● SET PROBLEM
Reproduce word for word everything in the transcript from "And so it gave" down to "the CAP theorem.".
SELECTION start
So we say that CockroachDB is inspired by Spanner. There's just a vast swath of differences, though, when you actually get down to the implementation. And, actually, from the user's perspective as well.

An example of that is, very early on, we went full in on SQL. And SQL was kind of-- to some degree, an afterthought for Spanner. And eventually, F1 was actually a SQL system built on top of Spanner.

And they eventually kind of merged the two together, I believe. That's my understanding. Again, I'm speaking from rumor here, because I don't work at Google any longer. I don't know the truth.

CRAIG BOX: There's a long history of implementing Google papers in open source with the Hadoop ecosystem. Obviously, it came from the MapReduce paper and a number of them. Do you think that's an apt comparison in this case?

PETER MATTIS: Yeah. I think that's a fair comparison. And actually, we actually heard from VCs that they were well aware of how that had happened, that various papers were written by the Google folks, the open source community embraced them, implemented stuff, spawned these huge ecosystems. And we knew of VCs that were aware of the Spanner paper, and they were waiting for some open source folks to go ahead and implement that kind of open source version of Spanner.

It was actually very nice to have that during our initial VC conversations. Because we could basically say like, yeah, we're just kind of the open source Spanner. And a lot of VCs would be like, got it, OK, I understand. This is probably going to be big if Google--

And so it gave us some cred that we didn't have to explain things in a nitty gritty way.

ADAM GLICK: Your old professor Eric Brewer is famous for his work on the CAP theorem.

PETER MATTIS: That's correct.

ADAM GLICK: I'm curious. One of things when, as a developer, you're thinking about choosing a database-- you know, you're looking at all these things you have to think about. Do you want to do SQL or NoSQL or sometimes NewSQL? And taking a look at latency versus consistency.

I know you have a focus on transactions. And if you have something that's transactional, but it's also distributed, how do you make the trade-offs with transactions versus latency?

PETER MATTIS: I want to first touch a little bit on CAP itself-- kind of generally two areas of CAP. You have consistency and availability and partition tolerance. Those are the areas. And the eventually consistent systems, their priority is availability. We're always going to have the data available even if it's inconsistent.
SELECTION end
STORED DATA start
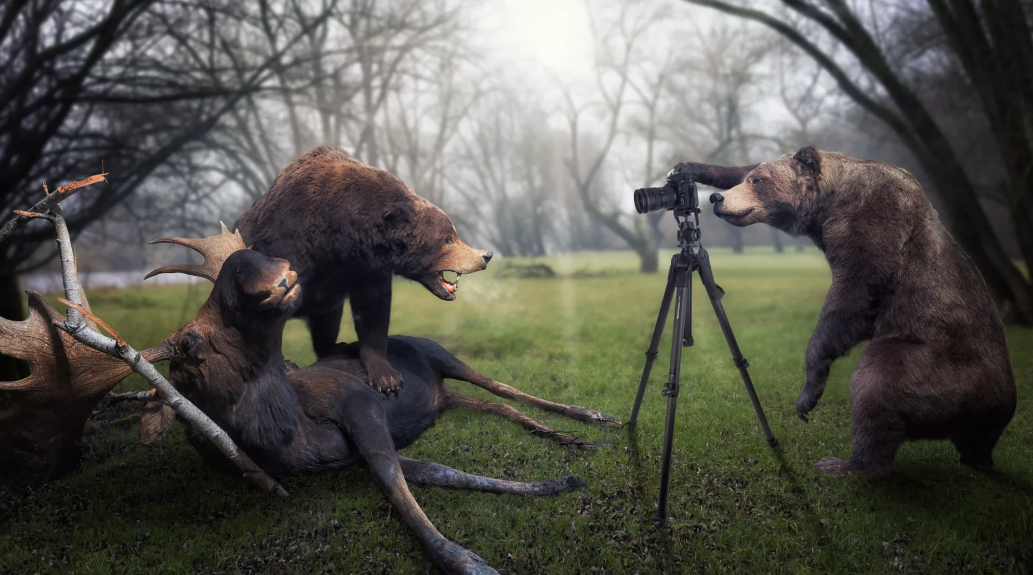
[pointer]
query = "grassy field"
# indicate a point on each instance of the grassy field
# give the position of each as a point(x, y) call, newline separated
point(577, 339)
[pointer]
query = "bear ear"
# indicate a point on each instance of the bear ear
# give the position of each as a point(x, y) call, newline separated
point(396, 215)
point(809, 161)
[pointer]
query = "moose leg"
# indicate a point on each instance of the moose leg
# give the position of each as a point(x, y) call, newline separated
point(454, 369)
point(367, 426)
point(429, 473)
point(454, 400)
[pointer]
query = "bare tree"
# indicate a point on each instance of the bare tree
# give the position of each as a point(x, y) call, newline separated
point(619, 80)
point(994, 43)
point(503, 169)
point(127, 83)
point(711, 102)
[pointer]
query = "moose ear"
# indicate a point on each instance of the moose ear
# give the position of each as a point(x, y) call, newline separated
point(189, 344)
point(809, 161)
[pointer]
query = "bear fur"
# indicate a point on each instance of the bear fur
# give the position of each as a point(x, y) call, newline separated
point(937, 365)
point(347, 228)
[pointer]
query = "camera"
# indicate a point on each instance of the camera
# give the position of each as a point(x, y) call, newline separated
point(678, 193)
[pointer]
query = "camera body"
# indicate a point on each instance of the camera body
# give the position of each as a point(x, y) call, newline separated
point(678, 193)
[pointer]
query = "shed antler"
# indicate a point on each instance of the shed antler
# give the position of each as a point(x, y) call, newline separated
point(215, 249)
point(43, 416)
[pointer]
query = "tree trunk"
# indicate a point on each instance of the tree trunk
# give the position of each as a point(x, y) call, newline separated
point(10, 308)
point(777, 241)
point(649, 260)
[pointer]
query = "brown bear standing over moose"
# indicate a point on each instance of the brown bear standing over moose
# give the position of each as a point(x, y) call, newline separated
point(332, 228)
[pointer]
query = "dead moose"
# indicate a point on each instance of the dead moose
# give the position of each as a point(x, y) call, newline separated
point(227, 360)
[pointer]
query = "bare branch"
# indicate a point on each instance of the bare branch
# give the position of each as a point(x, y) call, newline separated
point(75, 324)
point(42, 205)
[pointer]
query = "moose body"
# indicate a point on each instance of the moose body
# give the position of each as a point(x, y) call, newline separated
point(292, 420)
point(324, 392)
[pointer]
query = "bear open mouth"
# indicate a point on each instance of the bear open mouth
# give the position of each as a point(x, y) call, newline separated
point(440, 286)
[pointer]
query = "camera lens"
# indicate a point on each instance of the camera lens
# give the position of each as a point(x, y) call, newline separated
point(651, 199)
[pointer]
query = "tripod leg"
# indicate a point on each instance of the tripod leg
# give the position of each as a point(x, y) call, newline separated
point(707, 276)
point(654, 345)
point(683, 306)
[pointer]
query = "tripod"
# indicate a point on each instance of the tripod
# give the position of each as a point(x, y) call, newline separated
point(680, 279)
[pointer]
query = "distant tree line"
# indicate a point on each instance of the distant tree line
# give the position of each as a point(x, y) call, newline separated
point(194, 105)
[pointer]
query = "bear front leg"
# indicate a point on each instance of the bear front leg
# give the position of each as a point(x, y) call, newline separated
point(845, 321)
point(718, 177)
point(371, 311)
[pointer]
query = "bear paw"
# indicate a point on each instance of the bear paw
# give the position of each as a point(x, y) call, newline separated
point(381, 376)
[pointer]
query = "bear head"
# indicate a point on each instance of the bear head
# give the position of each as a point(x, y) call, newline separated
point(783, 193)
point(429, 250)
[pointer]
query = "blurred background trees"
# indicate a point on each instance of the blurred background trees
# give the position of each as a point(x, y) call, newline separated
point(193, 106)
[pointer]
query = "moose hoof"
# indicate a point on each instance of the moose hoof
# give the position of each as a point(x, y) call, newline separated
point(834, 466)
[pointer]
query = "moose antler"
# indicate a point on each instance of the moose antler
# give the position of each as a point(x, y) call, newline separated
point(42, 421)
point(215, 249)
point(36, 454)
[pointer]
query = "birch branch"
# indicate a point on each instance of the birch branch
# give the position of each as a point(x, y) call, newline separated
point(52, 199)
point(76, 325)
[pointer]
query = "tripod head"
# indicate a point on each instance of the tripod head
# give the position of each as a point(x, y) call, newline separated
point(678, 195)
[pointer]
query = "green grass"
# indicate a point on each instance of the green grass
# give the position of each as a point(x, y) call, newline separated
point(578, 340)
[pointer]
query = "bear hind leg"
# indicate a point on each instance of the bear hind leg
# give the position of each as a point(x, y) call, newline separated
point(877, 432)
point(975, 450)
point(324, 329)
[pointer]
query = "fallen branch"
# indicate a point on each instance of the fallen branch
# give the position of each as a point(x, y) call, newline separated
point(146, 395)
point(52, 199)
point(76, 325)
STORED DATA end
● SOLUTION BELOW
And so it gave us some cred that we didn't have to explain things in a nitty gritty way.

ADAM GLICK: Your old professor Eric Brewer is famous for his work on the CAP theorem.